— START OF Materials provided —
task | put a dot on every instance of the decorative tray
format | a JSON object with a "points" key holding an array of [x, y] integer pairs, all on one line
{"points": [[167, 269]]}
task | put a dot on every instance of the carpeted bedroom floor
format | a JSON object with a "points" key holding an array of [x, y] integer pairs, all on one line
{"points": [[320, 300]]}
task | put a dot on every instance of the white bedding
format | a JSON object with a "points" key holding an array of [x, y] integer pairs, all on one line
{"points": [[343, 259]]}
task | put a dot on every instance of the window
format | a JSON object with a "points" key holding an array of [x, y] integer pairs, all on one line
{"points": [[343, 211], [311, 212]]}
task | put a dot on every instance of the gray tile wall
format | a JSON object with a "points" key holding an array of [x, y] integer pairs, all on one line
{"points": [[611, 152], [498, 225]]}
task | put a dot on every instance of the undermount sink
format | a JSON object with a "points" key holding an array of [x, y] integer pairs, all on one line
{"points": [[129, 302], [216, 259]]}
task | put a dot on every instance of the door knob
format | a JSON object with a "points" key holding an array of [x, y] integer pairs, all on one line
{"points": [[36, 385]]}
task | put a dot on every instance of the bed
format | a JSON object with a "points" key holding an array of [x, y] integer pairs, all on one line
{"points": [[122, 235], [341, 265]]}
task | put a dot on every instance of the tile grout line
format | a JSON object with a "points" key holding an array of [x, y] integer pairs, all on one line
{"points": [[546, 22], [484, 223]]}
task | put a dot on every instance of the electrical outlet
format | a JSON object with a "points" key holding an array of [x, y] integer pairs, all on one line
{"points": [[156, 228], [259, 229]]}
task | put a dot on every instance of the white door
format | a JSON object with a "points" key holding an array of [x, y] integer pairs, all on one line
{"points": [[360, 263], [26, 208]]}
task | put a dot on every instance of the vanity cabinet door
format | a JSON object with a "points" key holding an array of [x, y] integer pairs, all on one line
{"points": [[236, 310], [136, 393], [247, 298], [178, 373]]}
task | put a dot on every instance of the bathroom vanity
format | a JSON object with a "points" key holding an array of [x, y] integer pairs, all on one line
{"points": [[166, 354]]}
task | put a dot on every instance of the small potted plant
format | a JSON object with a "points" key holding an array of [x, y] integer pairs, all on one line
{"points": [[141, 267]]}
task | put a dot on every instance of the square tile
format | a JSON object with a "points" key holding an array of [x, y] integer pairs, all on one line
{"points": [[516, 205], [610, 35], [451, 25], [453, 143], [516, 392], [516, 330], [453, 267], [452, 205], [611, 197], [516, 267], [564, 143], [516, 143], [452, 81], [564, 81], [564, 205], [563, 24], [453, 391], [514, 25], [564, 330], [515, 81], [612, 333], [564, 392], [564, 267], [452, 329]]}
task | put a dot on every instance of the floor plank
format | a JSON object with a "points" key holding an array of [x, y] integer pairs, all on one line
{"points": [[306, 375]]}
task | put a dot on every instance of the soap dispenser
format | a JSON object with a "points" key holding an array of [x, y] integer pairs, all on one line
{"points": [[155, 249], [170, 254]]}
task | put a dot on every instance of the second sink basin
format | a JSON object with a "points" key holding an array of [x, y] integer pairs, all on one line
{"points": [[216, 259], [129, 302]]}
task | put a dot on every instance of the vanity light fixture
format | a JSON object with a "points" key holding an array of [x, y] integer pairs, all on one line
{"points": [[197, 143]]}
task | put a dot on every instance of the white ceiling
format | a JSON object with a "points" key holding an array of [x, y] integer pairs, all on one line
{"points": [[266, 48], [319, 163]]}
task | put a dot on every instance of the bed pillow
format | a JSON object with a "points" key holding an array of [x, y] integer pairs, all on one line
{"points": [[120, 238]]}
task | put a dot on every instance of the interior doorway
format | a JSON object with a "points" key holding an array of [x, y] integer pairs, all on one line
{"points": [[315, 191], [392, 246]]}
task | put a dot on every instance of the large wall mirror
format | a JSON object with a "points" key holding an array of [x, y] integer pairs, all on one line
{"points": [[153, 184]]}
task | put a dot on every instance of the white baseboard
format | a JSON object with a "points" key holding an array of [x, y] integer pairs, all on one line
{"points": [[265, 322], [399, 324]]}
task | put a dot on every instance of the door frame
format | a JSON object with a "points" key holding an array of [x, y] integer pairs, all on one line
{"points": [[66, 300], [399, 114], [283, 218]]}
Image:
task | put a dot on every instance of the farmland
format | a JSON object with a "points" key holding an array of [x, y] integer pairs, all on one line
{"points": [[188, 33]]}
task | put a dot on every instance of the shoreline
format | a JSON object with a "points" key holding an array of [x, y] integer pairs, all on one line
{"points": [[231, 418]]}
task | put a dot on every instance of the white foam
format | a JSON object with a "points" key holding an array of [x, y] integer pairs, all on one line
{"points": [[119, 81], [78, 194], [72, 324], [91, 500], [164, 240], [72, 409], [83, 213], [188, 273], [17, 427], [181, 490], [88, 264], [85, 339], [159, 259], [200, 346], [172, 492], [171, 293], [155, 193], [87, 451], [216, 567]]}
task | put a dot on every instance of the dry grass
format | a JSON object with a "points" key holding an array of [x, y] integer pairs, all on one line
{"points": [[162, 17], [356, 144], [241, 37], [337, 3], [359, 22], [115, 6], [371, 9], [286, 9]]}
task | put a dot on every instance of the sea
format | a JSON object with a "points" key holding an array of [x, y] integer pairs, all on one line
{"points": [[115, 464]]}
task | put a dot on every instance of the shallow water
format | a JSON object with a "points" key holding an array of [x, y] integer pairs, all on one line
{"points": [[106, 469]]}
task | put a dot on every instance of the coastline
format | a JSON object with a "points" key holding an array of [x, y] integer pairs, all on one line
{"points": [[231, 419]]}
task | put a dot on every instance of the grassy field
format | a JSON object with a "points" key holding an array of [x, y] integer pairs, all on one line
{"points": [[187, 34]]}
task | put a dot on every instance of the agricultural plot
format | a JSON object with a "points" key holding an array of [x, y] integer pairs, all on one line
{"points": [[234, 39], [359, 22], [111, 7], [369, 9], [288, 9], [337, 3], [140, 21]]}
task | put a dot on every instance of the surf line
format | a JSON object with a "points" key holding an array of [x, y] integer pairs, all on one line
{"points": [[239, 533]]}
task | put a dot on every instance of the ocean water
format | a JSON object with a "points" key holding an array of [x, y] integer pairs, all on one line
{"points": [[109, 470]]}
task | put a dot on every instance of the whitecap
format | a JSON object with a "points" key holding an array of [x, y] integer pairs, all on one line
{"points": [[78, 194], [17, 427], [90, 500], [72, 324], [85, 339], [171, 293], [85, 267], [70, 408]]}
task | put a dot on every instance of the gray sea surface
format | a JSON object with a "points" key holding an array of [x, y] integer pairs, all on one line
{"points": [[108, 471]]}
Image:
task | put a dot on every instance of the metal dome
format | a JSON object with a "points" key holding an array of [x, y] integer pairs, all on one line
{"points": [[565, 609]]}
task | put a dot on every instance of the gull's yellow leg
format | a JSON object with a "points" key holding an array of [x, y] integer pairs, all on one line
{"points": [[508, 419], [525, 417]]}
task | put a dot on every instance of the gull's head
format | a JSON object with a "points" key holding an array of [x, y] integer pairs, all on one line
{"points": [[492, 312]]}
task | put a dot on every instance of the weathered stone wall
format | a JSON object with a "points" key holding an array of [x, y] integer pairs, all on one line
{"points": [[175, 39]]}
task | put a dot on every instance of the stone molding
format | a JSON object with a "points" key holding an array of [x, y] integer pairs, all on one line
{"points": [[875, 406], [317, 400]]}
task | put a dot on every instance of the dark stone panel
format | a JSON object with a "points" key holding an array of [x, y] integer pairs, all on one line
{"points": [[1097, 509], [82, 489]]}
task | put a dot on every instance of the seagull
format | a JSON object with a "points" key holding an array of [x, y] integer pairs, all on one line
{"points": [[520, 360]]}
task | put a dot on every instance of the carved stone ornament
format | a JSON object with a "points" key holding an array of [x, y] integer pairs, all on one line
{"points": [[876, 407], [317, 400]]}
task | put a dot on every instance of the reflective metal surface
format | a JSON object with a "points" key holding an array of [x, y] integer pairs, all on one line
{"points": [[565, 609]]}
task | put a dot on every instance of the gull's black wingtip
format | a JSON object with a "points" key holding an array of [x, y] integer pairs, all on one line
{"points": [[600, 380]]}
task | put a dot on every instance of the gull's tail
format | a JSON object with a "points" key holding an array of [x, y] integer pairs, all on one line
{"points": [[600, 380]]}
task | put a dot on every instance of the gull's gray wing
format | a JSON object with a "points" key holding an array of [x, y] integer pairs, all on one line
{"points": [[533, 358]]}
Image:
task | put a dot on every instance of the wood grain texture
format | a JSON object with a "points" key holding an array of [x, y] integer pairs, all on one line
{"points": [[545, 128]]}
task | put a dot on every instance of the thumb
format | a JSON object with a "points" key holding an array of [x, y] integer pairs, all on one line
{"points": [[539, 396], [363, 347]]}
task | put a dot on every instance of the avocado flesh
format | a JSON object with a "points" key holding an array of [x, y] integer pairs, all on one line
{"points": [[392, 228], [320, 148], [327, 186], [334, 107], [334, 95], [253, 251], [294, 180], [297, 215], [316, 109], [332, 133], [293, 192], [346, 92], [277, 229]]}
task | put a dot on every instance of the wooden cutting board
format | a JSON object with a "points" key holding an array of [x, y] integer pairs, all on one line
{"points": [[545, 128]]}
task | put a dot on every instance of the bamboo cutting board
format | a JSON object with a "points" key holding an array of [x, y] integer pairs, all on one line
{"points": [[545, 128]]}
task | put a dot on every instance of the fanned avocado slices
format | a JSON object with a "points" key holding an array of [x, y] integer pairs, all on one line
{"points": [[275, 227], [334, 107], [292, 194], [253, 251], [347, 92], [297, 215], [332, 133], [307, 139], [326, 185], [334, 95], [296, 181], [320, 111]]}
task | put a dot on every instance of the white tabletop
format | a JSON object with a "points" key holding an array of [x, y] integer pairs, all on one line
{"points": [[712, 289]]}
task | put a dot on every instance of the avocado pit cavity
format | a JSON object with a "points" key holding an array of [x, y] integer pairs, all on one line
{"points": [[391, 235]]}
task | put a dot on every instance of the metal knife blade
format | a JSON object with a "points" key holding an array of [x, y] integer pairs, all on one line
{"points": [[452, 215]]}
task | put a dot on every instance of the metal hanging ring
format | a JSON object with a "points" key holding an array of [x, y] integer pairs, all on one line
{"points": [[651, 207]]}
— END OF Materials provided —
**What needs to be done:** Can you rewrite every line from the one containing "task | put a dot on every instance of the thumb" through the end of the records, leaving each line as it is except that every x and y coordinate in the answers is increased by 123?

**Response to the task:**
task | put a dot on every instance of the thumb
format | a JSON object with a "points" key holding an array of [x, y] integer pairs, all on one line
{"points": [[662, 519], [486, 470]]}
task | put a dot on every instance of the avocado flesh
format | a JSON object with a "points" key holding an array of [x, y] integer pairs, all on one line
{"points": [[515, 351], [443, 271], [450, 309], [457, 230], [457, 218], [376, 374], [417, 303], [420, 338], [439, 232], [455, 256], [416, 315], [469, 215], [400, 352]]}
task | put a dot on every instance of the wooden cutting board
format | a JSON object with a "points" key holding an array of [x, y] integer pairs, all on one line
{"points": [[668, 251]]}
task | put a dot on every instance of the bamboo cutting board
format | a JSON object with a "points" key holding an array of [x, y] integer pairs, all on one line
{"points": [[668, 251]]}
task | put a dot on every instance of the fanned avocado slices
format | a JSON object with a "points" key holding an array of [x, y] integer pairs, all on one line
{"points": [[398, 350], [457, 230], [415, 317], [376, 374], [470, 215], [420, 338], [455, 256], [430, 262], [449, 308], [457, 218], [419, 304], [443, 234]]}
task | put a dot on every instance of the white tabletop
format | a JSON object with a "points" key holding an array of [x, y] integer pairs, all on one line
{"points": [[835, 412]]}
task | put a dot on every instance of the avocado pit cavity
format | a JSON object with a "points" key holding an array of [x, y] integer pairs, all on one line
{"points": [[514, 358]]}
task | put a dot on every instance of the metal knife blade
format | a JSON object with a "points" key holding an array of [x, y] integer pairs, all on one line
{"points": [[575, 338]]}
task | put a dot on every instance of the metal hanging ring
format | a JSON object with a "points" key holding an array of [x, y] integer pairs, all on one line
{"points": [[774, 330]]}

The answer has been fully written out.